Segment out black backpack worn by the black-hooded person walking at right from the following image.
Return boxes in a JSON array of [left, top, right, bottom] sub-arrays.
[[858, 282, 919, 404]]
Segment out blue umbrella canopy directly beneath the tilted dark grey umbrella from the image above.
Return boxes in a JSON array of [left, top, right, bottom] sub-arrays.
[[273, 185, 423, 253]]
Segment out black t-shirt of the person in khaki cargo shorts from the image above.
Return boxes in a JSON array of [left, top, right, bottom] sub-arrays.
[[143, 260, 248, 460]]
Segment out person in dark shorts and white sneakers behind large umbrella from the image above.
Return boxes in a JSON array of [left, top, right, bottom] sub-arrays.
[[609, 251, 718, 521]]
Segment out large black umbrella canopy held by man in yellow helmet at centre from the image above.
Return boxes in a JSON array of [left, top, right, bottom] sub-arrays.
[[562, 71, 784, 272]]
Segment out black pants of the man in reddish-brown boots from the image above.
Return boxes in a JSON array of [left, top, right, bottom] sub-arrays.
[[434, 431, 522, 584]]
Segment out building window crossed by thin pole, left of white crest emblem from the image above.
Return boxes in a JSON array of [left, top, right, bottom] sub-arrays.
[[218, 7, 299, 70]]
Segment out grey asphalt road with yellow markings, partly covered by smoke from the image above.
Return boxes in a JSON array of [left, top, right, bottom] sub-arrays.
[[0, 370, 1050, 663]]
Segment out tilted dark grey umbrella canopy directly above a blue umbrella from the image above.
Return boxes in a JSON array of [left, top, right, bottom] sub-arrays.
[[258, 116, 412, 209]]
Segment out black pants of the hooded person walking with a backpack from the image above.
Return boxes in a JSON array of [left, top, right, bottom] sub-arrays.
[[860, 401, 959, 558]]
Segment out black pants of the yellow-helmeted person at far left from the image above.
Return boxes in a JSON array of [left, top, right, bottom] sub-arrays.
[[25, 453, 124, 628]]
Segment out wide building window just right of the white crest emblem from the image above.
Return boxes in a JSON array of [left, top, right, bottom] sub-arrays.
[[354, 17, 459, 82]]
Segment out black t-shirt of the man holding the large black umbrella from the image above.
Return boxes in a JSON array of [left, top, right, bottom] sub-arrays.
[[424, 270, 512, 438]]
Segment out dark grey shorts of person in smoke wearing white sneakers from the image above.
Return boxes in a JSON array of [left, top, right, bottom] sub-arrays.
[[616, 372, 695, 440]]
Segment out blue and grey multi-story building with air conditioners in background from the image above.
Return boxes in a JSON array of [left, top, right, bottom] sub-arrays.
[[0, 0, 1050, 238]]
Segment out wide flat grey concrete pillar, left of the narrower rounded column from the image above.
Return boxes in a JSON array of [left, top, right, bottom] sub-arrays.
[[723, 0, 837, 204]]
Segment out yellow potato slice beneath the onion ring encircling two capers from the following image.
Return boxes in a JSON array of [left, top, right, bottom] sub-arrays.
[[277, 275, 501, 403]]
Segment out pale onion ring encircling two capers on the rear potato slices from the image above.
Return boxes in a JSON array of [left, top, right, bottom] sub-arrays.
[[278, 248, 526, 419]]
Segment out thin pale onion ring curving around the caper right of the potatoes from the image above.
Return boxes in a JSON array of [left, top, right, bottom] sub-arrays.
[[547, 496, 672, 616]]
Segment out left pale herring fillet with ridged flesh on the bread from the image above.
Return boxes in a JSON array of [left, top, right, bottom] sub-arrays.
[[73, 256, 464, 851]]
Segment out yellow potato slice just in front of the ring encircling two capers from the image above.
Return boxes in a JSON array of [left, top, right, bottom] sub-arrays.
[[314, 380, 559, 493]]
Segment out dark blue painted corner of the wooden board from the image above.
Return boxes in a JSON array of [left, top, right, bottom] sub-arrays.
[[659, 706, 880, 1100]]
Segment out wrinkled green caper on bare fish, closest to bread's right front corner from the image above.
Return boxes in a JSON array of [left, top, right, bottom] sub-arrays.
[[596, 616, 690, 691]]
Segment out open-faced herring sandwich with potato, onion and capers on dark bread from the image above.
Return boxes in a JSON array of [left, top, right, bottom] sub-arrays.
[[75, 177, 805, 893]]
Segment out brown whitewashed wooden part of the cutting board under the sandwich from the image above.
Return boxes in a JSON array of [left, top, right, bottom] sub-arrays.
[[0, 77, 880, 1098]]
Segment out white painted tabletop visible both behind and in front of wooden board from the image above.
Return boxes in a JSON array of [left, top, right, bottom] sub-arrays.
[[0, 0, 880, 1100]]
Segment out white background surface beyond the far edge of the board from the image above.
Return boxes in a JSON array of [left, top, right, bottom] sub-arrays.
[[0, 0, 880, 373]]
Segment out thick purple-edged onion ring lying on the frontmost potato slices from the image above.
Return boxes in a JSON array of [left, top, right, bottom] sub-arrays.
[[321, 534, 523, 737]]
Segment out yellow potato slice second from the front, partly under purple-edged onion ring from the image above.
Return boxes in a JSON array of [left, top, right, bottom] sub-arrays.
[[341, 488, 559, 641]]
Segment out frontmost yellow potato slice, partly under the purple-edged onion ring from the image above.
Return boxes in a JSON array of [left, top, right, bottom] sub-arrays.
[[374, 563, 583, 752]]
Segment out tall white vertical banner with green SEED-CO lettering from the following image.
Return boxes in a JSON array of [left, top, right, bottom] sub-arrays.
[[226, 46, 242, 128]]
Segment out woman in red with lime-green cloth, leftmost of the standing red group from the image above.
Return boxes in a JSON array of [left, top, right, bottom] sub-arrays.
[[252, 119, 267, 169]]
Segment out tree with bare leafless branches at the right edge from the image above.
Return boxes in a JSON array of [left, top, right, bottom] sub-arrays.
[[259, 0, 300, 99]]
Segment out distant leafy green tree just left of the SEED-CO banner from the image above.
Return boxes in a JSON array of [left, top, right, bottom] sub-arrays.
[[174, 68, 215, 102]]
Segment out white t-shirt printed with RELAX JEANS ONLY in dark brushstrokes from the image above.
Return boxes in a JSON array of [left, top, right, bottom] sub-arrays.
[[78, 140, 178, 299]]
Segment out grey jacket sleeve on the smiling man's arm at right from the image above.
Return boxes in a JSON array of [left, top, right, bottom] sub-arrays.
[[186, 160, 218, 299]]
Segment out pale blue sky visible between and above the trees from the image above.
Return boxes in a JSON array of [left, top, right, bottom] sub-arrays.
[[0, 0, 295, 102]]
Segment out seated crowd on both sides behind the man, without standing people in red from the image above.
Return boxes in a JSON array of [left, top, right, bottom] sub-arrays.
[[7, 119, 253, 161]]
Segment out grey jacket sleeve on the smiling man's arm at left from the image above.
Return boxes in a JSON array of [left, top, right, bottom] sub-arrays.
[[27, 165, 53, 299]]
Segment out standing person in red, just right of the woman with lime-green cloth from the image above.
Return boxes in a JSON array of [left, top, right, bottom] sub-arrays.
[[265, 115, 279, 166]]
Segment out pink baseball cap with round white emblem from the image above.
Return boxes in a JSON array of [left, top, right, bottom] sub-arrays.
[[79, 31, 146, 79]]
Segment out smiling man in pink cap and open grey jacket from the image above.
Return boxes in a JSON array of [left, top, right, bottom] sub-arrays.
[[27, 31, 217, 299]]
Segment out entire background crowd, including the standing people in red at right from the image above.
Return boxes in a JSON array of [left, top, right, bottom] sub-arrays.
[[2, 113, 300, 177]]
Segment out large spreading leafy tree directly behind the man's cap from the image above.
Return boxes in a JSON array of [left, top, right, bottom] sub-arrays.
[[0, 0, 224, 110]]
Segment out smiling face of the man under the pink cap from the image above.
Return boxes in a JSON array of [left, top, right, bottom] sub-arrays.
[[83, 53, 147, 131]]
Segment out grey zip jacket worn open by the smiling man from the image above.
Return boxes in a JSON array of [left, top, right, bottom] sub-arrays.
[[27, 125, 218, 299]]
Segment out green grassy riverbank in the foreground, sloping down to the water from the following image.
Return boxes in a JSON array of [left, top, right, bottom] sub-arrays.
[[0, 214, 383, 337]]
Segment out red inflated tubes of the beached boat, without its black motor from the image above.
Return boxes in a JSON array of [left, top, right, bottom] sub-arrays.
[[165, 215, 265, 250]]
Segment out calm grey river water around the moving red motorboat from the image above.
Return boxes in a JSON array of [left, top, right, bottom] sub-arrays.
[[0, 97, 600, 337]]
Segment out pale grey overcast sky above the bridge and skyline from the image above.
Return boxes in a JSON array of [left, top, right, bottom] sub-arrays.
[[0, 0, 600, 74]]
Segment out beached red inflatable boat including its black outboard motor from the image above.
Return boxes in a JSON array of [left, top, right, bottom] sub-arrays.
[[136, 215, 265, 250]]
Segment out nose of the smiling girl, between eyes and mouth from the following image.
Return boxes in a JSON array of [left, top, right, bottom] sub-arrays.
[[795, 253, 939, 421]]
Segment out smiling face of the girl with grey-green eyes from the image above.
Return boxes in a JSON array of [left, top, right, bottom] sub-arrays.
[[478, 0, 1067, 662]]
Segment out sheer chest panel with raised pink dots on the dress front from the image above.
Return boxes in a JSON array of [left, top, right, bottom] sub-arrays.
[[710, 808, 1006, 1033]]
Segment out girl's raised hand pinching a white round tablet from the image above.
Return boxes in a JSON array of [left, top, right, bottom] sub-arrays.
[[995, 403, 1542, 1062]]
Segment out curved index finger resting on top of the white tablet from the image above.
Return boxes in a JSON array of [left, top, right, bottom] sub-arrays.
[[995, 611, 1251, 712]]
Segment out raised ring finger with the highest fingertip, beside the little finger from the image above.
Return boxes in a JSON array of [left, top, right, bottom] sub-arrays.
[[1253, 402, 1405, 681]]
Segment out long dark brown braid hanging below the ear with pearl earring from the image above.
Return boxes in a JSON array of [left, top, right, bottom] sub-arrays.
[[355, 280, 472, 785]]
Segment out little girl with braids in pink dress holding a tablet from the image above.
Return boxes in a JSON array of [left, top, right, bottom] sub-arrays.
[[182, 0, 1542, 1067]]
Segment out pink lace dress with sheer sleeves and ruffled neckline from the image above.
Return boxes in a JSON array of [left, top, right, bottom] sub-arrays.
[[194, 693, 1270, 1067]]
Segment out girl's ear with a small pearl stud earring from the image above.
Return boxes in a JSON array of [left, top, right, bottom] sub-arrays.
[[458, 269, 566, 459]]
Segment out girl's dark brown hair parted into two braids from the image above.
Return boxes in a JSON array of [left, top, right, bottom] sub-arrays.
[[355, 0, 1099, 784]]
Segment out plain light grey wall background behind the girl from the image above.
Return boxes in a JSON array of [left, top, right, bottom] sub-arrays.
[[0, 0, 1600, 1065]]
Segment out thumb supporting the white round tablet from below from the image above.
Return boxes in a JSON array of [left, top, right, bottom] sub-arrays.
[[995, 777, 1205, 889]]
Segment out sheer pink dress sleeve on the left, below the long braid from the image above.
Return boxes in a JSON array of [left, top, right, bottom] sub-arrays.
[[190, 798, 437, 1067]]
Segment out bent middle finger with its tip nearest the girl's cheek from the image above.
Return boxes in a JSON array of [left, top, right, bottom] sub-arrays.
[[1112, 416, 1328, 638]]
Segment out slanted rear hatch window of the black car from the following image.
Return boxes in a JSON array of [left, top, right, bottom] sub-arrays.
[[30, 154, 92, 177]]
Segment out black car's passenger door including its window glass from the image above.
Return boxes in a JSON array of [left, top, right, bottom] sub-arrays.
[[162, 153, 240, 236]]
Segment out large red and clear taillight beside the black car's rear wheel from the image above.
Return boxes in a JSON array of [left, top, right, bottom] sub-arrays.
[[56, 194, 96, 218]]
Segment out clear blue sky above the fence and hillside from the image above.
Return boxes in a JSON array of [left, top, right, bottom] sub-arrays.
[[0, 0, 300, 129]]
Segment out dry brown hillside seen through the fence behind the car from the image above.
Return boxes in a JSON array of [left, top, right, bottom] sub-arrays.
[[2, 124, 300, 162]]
________
__Task__: Show every line above in which the word "visible" occurs.

__Solution for this exercise__:
Segment out white painted tabletop visible both behind and in front of wooden board from the image above.
Segment out pale blue sky visible between and above the trees from the image above.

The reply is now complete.